▸ Written request
Print every line of the following listing word for word, changing nothing.
Begin Supplied data
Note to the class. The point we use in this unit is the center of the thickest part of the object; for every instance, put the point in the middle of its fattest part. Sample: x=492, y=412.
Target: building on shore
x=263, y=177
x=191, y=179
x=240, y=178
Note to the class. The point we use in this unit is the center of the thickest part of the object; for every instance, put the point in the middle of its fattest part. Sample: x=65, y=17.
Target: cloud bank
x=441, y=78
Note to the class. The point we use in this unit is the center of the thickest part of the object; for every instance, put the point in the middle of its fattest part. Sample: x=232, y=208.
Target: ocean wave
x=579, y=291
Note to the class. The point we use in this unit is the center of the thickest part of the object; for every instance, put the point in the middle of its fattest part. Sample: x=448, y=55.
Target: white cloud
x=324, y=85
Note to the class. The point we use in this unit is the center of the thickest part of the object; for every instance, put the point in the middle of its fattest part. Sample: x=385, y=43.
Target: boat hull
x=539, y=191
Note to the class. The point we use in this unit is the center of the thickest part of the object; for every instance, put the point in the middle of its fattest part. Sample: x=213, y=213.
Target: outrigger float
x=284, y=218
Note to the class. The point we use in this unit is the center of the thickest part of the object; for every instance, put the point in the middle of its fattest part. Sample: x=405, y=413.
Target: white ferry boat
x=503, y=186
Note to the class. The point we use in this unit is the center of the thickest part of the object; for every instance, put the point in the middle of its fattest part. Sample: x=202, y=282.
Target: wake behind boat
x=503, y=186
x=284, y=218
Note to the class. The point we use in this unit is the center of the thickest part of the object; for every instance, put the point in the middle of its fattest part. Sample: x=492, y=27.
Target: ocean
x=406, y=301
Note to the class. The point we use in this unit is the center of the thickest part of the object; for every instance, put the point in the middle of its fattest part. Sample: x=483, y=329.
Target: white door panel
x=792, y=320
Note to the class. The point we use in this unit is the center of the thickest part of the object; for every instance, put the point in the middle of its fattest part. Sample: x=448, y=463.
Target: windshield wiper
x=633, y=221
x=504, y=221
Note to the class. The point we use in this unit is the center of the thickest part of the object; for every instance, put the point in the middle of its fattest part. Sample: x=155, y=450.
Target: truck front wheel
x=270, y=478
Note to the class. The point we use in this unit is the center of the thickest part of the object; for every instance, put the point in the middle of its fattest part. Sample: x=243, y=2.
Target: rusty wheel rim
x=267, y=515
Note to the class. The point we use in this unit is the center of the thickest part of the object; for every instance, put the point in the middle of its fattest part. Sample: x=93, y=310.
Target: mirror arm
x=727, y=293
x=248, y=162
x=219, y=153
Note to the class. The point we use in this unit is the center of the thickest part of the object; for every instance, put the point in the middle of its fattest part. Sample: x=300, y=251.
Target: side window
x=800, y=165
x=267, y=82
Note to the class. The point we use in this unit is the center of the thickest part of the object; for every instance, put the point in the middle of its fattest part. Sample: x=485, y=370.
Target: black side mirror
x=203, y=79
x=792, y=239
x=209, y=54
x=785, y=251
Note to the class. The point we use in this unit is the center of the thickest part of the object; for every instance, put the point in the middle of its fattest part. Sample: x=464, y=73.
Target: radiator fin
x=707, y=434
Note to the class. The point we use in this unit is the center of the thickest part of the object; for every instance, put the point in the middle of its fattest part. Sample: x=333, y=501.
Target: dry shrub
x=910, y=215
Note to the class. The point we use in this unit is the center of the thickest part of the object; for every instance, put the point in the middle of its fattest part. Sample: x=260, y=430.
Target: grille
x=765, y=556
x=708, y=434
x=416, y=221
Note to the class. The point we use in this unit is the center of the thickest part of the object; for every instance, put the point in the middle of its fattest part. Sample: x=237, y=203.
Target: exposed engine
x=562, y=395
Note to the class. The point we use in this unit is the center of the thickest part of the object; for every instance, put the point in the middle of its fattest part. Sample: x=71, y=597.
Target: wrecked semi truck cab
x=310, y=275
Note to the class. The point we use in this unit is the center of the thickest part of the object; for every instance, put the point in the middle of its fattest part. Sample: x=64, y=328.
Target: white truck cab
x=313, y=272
End Supplied data
▸ Complete response
Note to the class. The point we use in this unit is the center of the thickest part of the object; for every instance, put the point in the middle of its fattest part. Sample: x=492, y=412.
Target: building on shore
x=263, y=177
x=191, y=179
x=240, y=178
Note to the class. The point we use in this unit is the center of the thickest part of the object; for every instance, put the point in the middle of its fattest part. Sample: x=65, y=17.
Target: cloud bank
x=441, y=78
Note to the class. The point we use in this unit is the center of the thickest part of the object; for every instance, put the point in the middle of its fattest part. Sample: x=232, y=208.
Target: ocean wave
x=579, y=291
Note to the class. The point we use in this unit is the center of the thickest part of the object; for every instance, put the point in the middle of its fattest part. Sample: x=448, y=55.
Target: white cloud
x=324, y=85
Note to the class. The point we use in this unit is the center of the thickest part of the object; for every instance, put the point in the middle of its fattest part. Sample: x=385, y=43.
Target: boat hull
x=539, y=191
Note to the class. The point we use in this unit is the center of the thickest part of the object; for every instance, put the point in the middle of its fattest part. Sample: x=213, y=213.
Target: outrigger float
x=284, y=218
Note to the class. The point we use in this unit is the center of the thickest part of the object; for every instance, put the point in the middle of its fattest part. Sample: x=405, y=413.
Target: white ferry boat
x=503, y=186
Note to the class. The point we use in this unit is the center of the thickest part of the object; for every instance, put the point in the middle of its fattest part. Sample: x=202, y=282.
Target: wake behind boat
x=503, y=186
x=284, y=218
Note to the class. The point we use in this unit is the center of the thickest part of the object; for every instance, put the point in the middle of its fattest part. Sample: x=492, y=27.
Target: ocean
x=406, y=301
Note to the class. The point we use in this unit is the center of the thickest part of the object; for every instance, put the point in the middle of its fattest part. Sample: x=483, y=329.
Target: white door panel
x=792, y=320
Note to the class. The point we use in this unit is the center of the thickest part of the object; for every instance, put the point in the middle of its fattest part. Sample: x=448, y=463.
Target: windshield wiper
x=633, y=221
x=504, y=221
Note to the class. The point we use in this unit is the center of the thickest part of the object; for every instance, put the point in the middle of its fattest part. Sample: x=155, y=450.
Target: truck front wheel
x=270, y=478
Note to the class. The point we use in this unit is the center of the thickest part of the object; for every instance, put the point in the middle of its fattest part. Sample: x=243, y=2.
Target: rusty wheel rim
x=267, y=515
Note to the class. The point we use in this unit is the center of the thickest part of the object; for every instance, put the point in the middle of its fattest part. Sample: x=93, y=310.
Target: mirror arm
x=727, y=293
x=248, y=162
x=219, y=153
Note to the class. The point we use in this unit is the center of the thickest part of the object; for every instance, put the point in the middle of its fattest part. Sample: x=300, y=251.
Target: side window
x=800, y=165
x=267, y=82
Note to the class. The point we use in this unit is the center of the thickest part of the object; for every instance, put the point in the middle of its fattest part. Sample: x=485, y=370.
Target: black side mirror
x=203, y=79
x=792, y=239
x=209, y=54
x=785, y=251
Note to the class. The point we use in this unit is the center of the thickest part of the object; for every instance, put the point in the middle of its fattest part. Sample: x=464, y=73.
Target: radiator fin
x=707, y=434
Note to the class. The point we use in this unit is the center of the thickest part of the object; for every instance, put the point in the middle of its fattest part. Sample: x=333, y=501.
Target: dry shrub
x=910, y=215
Note to the class. The point we use in this unit is the center of the thickest part of the object; for every instance, put the point in the middle of its fattest part. Sample: x=260, y=430.
Target: grille
x=765, y=556
x=708, y=434
x=416, y=221
Note to the class. The point we use in this unit is the center of the thickest part of the object; for every instance, put the point in the middle of its fattest part. Sample: x=237, y=203.
Target: exposed engine
x=562, y=395
Note to the class. The point we use in this unit is the center of the thickest part of the object; for every instance, put the point in the middle of its fattest part. Sample: x=71, y=597.
Target: wrecked semi truck cab
x=310, y=275
Note to the class. The point we use in this unit is the center of the thickest part of the object; for every instance, put the point in the middle of its fattest part. Sample: x=64, y=328.
Target: white truck cab
x=313, y=272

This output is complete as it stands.